» **EXERCISE TEXT**:
-- -- --

Director General of Health Services
- Incumbent
- Assumed office May 2025
- Preceded by: Henry Mwebesa

Personal details
- Born: Ngora District, Uganda
- Citizenship: Ugandan
- Education: Makerere University Eastern and Southern African Management Institute (ESAMI)
- Occupation: Surgeon, public health specialist, health administrator
- Profession: Medical doctor

= Charles Olaro =

Ugandan surgeon

Charles Olaro is a Ugandan senior consultant surgeon, public health specialist, and health administrator who serves as the Director General of Health Services at the Ministry of Health of Uganda.

== Early life and education background ==
Olaro was born in Ngora District, Uganda. He attended Ngora Primary School before joining Manjasi High School in 1982 for O-Level. He attended Namilyango College for A-Level, and enrolled at Makerere University to study medicine in 1988.

Olaro graduated with a Bachelor of Medicine and Bachelor of Surgery (MBChB) from Makerere University in 1994. He later returned to Makerere University in 1996 for postgraduate training in surgery and obtained a Master of Medicine (MMed) in Surgery in 1999. He also earned a Master of Science in Health Services Management and a Master of business administration (MBA) from the Eastern and Southern African Management Institute (ESAMI).

-- -- --

» **DATA**:
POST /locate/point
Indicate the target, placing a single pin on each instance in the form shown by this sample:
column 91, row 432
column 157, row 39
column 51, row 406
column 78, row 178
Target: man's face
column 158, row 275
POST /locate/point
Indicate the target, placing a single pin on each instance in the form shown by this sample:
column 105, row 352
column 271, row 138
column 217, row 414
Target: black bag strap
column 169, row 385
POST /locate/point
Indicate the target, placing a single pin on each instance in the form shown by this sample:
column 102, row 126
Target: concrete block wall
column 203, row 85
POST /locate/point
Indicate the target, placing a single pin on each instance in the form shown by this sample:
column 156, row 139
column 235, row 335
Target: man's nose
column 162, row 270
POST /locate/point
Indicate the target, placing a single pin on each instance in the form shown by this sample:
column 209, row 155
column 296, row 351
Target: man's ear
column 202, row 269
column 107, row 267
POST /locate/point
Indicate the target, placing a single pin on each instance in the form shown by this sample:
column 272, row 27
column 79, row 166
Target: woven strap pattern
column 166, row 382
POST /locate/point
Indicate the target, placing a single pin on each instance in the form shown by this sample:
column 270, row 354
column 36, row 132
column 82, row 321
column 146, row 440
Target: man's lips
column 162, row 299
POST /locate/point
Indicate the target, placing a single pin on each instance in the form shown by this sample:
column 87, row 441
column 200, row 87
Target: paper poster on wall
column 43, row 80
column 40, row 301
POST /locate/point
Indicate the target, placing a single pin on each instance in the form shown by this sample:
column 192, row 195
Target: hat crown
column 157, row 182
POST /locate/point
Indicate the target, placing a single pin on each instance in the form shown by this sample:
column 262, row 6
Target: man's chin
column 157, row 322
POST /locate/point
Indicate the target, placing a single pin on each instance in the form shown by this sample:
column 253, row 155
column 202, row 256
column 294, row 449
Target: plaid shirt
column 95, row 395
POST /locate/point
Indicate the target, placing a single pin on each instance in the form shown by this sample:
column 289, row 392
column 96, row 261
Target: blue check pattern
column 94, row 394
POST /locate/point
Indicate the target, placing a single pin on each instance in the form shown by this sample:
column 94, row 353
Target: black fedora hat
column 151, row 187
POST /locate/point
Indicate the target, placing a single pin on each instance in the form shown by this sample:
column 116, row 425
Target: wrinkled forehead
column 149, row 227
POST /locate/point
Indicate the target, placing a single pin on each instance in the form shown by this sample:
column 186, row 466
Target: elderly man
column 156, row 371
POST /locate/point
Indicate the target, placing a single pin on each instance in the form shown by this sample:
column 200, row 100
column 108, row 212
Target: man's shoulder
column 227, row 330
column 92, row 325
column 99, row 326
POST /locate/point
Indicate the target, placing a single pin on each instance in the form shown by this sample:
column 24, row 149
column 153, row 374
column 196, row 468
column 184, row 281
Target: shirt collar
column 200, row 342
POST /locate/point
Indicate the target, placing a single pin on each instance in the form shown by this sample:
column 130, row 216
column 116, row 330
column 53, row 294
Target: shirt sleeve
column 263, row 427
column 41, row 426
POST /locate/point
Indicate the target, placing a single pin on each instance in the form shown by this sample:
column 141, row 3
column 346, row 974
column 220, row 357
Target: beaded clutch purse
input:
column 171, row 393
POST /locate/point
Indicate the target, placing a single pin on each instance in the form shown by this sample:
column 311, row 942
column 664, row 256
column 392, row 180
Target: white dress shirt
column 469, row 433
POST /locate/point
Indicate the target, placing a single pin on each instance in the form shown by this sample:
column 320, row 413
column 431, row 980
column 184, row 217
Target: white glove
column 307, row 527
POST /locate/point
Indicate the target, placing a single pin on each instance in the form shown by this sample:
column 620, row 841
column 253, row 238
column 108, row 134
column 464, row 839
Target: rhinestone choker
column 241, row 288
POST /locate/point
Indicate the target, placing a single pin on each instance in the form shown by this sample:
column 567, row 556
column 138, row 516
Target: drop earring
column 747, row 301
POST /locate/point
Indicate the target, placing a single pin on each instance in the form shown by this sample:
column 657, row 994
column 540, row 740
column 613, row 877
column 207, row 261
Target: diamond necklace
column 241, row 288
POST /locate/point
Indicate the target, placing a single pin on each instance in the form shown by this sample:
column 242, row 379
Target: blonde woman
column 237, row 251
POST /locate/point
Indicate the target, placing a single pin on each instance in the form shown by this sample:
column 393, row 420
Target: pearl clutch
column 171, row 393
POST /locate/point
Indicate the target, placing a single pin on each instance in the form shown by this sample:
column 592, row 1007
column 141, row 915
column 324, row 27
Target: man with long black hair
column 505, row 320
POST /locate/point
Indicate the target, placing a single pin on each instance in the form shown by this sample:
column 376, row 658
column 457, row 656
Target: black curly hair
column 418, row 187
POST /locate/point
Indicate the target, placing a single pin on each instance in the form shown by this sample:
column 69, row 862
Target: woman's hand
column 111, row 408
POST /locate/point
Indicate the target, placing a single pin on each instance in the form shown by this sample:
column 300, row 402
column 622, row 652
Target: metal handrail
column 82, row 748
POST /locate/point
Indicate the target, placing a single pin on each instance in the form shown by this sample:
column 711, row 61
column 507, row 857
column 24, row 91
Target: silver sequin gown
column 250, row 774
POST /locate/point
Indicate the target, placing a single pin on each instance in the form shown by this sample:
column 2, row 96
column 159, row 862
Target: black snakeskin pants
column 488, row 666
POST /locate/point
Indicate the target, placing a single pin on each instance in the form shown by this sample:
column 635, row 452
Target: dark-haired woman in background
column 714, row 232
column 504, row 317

-- -- --

» **INSTRUCTIONS**:
- 1) Write out the Charles Olaro biography from "- Occupation: Surgeon, public" up to and including "medicine in 1988.".
- 2) Answer these questions from the Charles Olaro biography:
(a) Who preceded Olaro as Director General of Health Services?
(b) Where did Olaro attend A-Level?
(c) In what year did he obtain his Master of Medicine in Surgery?
- 3) Proceed with the Charles Olaro biography from where it stops.

» **ANSWERS BY ITEM NUMBER**:
- 1)
- Occupation: Surgeon, public health specialist, health administrator
- Profession: Medical doctor

= Charles Olaro =

Ugandan surgeon

Charles Olaro is a Ugandan senior consultant surgeon, public health specialist, and health administrator who serves as the Director General of Health Services at the Ministry of Health of Uganda.

== Early life and education background ==
Olaro was born in Ngora District, Uganda. He attended Ngora Primary School before joining Manjasi High School in 1982 for O-Level. He attended Namilyango College for A-Level, and enrolled at Makerere University to study medicine in 1988.

- 2)
(a) Henry Mwebesa
(b) Namilyango College
(c) 1999

- 3)
== Career ==
Olaro started his career as a Medical Officer at Lacor Hospital in Gulu and later worked as a Senior House Officer at Mulago National Referral Hospital. From April 2001 to June 2008, he was a Medical Superintendent and Consultant Surgeon at Arua Regional Referral Hospital before becoming a Medical Superintendent at Fort Portal Regional Referral Hospital in July 2008 until October 2010.

From 2010 to 2017, Olaro served as the Hospital Director and Senior Consultant Surgeon at Fort Portal Regional Referral Hospital. In 2017, he was appointed Director of Clinical Services at the Ministry of Health and later that year became Director of Curative Services, a position he held until 2025.

In November 2024, he was acting director general of health services at the Ministry of Health of Uganda before becoming director general of health services in May 2025.